> [Material for this exercise]:
_ _ _ _ _ _ _

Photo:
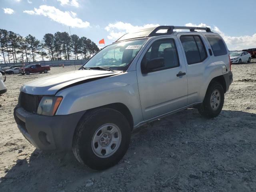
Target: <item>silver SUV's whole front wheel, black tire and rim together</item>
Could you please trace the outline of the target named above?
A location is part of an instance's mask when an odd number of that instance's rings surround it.
[[[73,138],[76,159],[94,170],[104,170],[117,164],[130,143],[130,125],[123,114],[110,108],[100,108],[85,114]]]

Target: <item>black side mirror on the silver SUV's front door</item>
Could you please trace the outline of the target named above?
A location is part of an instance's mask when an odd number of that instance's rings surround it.
[[[146,74],[148,72],[153,71],[154,69],[158,69],[164,67],[164,58],[163,57],[158,57],[149,60],[146,62],[144,59],[141,62],[141,72],[142,74]]]

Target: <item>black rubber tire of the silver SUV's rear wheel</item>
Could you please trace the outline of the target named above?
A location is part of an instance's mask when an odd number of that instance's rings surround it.
[[[219,93],[218,95],[220,95],[220,98],[219,98],[220,101],[218,106],[216,106],[216,108],[213,109],[216,103],[215,104],[212,103],[211,96],[215,94],[214,91],[216,90]],[[216,98],[216,100],[218,100],[218,97]],[[224,90],[222,88],[222,85],[219,82],[212,81],[208,86],[203,103],[198,108],[198,112],[206,118],[214,118],[220,114],[223,104],[224,104]]]

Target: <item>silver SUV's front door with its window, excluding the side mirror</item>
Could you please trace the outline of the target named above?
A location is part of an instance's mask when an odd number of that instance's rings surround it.
[[[182,54],[178,52],[181,52],[181,48],[176,37],[156,38],[138,60],[136,71],[144,120],[187,105],[186,67]],[[164,66],[142,74],[142,60],[147,62],[154,58],[164,58]]]

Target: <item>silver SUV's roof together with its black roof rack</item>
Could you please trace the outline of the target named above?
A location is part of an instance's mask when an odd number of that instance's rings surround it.
[[[169,35],[172,34],[174,29],[188,29],[191,32],[195,32],[195,30],[205,30],[206,32],[212,32],[208,27],[185,27],[185,26],[158,26],[152,28],[146,28],[142,30],[138,30],[134,33],[127,33],[120,37],[116,42],[128,39],[134,39],[139,37],[151,37],[157,35]],[[159,30],[167,30],[165,33],[159,33]]]

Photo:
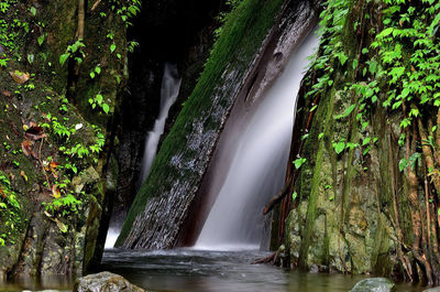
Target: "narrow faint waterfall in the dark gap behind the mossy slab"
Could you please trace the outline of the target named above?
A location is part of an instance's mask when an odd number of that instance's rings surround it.
[[[161,109],[156,121],[154,122],[154,128],[148,131],[145,140],[144,156],[141,164],[141,174],[138,183],[138,188],[145,181],[146,175],[150,172],[153,160],[156,156],[157,144],[161,136],[165,129],[165,121],[168,117],[169,108],[176,101],[182,79],[178,77],[177,65],[172,63],[164,64],[164,76],[162,77],[161,87]],[[110,227],[107,232],[105,248],[109,249],[114,246],[121,228]]]

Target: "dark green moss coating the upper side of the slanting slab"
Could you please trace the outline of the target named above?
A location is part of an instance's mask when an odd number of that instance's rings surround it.
[[[244,76],[246,68],[260,48],[268,30],[274,24],[282,0],[243,0],[228,17],[219,40],[215,43],[204,73],[198,80],[189,99],[178,116],[169,134],[164,140],[161,151],[155,159],[151,173],[141,187],[129,212],[117,245],[121,245],[128,236],[134,218],[141,213],[151,196],[160,195],[169,190],[176,180],[185,180],[197,184],[198,174],[185,171],[183,176],[169,164],[177,153],[185,155],[188,161],[197,158],[197,151],[187,151],[187,133],[191,132],[193,121],[200,116],[209,115],[212,107],[212,95],[222,86],[224,73],[235,72]],[[220,82],[220,84],[219,84]],[[227,85],[220,104],[231,105],[231,86]],[[204,125],[205,130],[219,130],[220,125],[212,119]]]

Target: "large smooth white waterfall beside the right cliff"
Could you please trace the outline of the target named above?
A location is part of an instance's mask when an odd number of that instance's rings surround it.
[[[264,204],[283,187],[296,96],[307,56],[318,46],[310,33],[265,93],[240,137],[228,175],[195,249],[256,249],[263,235]],[[237,136],[235,136],[237,137]],[[220,158],[221,159],[221,158]]]

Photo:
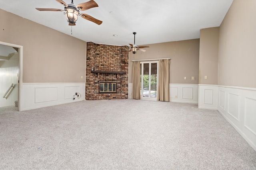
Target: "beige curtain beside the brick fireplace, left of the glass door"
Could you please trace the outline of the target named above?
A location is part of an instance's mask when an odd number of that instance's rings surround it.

_ _ _ _ _ _ _

> [Work instruction]:
Give the entries again without a single change, but with no pictures.

> [Result of this task]:
Photo:
Target: <item>silver SUV's whole front wheel, black tire and rim together</item>
Could you please trace the outline of the target named above?
A location is part of an instance's mask when an odd number of that instance's rings surround it.
[[[73,138],[76,159],[94,170],[104,170],[117,164],[130,143],[130,125],[123,114],[110,108],[100,108],[85,114]]]

Target: <item>black side mirror on the silver SUV's front door</item>
Could you please trace the outline of the target named above?
A location is part of an instance's mask when an odd number of that instance's rings surround it.
[[[146,74],[148,72],[153,71],[154,69],[158,69],[164,67],[164,58],[163,57],[158,57],[149,60],[146,62],[144,59],[141,62],[141,72],[142,74]]]

Target: <item>black rubber tire of the silver SUV's rear wheel</item>
Could you please trace the outline of the target named above?
A location is part of an instance's mask when an odd number of that instance's rings surround it.
[[[219,93],[218,95],[220,95],[220,98],[219,98],[220,101],[218,106],[216,106],[216,108],[213,109],[216,103],[215,104],[212,103],[211,96],[215,94],[214,91],[216,90]],[[216,98],[216,100],[218,100],[218,97]],[[224,90],[222,88],[222,85],[219,82],[212,81],[208,86],[203,103],[198,108],[198,112],[206,118],[214,118],[220,114],[223,104],[224,104]]]

Target: <item>silver SUV's front door with its window, excluding the side mirror</item>
Could you please trace the outline of the target named above?
A location is part of an instance's mask when an odd number of that instance's rings surround it.
[[[182,54],[178,52],[181,52],[181,48],[176,37],[156,38],[138,60],[136,71],[144,120],[187,105],[186,67]],[[164,66],[142,74],[142,60],[147,62],[154,58],[164,58]]]

Target: <item>silver SUV's roof together with its black roof rack</item>
Could you please trace the outline of the target named above?
A location is part of an instance's mask when an odd number of that instance's rings surround it.
[[[169,35],[172,34],[174,29],[188,29],[191,32],[195,32],[195,30],[205,30],[206,32],[212,32],[208,27],[185,27],[185,26],[158,26],[152,28],[146,28],[142,30],[138,30],[134,33],[127,33],[120,37],[116,42],[128,39],[134,39],[139,37],[151,37],[157,35]],[[159,30],[167,30],[165,33],[159,33]]]

Photo:
Target: "narrow faint waterfall in the dark gap behind the mossy slab"
Could you please trace the outline of the target named above?
A location is part of an instance's mask when an odd number of that instance's rings surround it.
[[[161,109],[156,121],[154,122],[154,128],[148,131],[145,140],[144,156],[141,164],[141,174],[138,183],[138,188],[145,181],[146,175],[150,172],[153,160],[156,156],[157,144],[161,136],[165,129],[165,121],[168,117],[169,108],[176,101],[182,79],[178,77],[177,65],[172,63],[164,64],[164,76],[162,77],[161,87]],[[110,227],[107,232],[105,248],[109,249],[114,246],[121,228]]]

Target: "dark green moss coating the upper side of the slanting slab"
Could you please trace the outline of the target named above?
A location is part of an instance's mask when an odd number of that instance's rings surround it.
[[[244,76],[246,68],[260,48],[268,30],[274,24],[282,0],[243,0],[228,17],[219,40],[215,43],[204,73],[198,80],[189,99],[178,116],[169,134],[164,140],[161,151],[155,159],[151,173],[141,187],[129,212],[117,245],[121,245],[128,236],[134,218],[141,213],[151,196],[160,195],[169,190],[176,180],[185,180],[197,184],[198,174],[185,171],[183,176],[169,164],[177,153],[185,155],[188,161],[197,158],[197,151],[187,151],[187,133],[191,132],[193,121],[200,116],[209,115],[212,107],[212,95],[222,86],[224,73],[235,72]],[[220,82],[220,84],[219,84]],[[227,85],[220,104],[231,105],[231,86]],[[204,125],[205,130],[219,130],[220,125],[212,119]]]

Target: "large smooth white waterfall beside the right cliff"
Could you please trace the outline of the target named above?
A location is part of an instance's mask when an odd number of that instance's rings surround it.
[[[264,204],[283,187],[296,96],[307,56],[318,46],[310,33],[265,93],[240,137],[228,175],[195,249],[256,249],[263,235]],[[237,136],[235,136],[237,137]],[[220,158],[221,159],[221,158]]]

Photo:
Target: "beige curtain beside the brick fireplace, left of the glass door"
Could you please trace the outline of the target named above?
A location is part of an instance's mask when an odd number of that instance's rings surround it.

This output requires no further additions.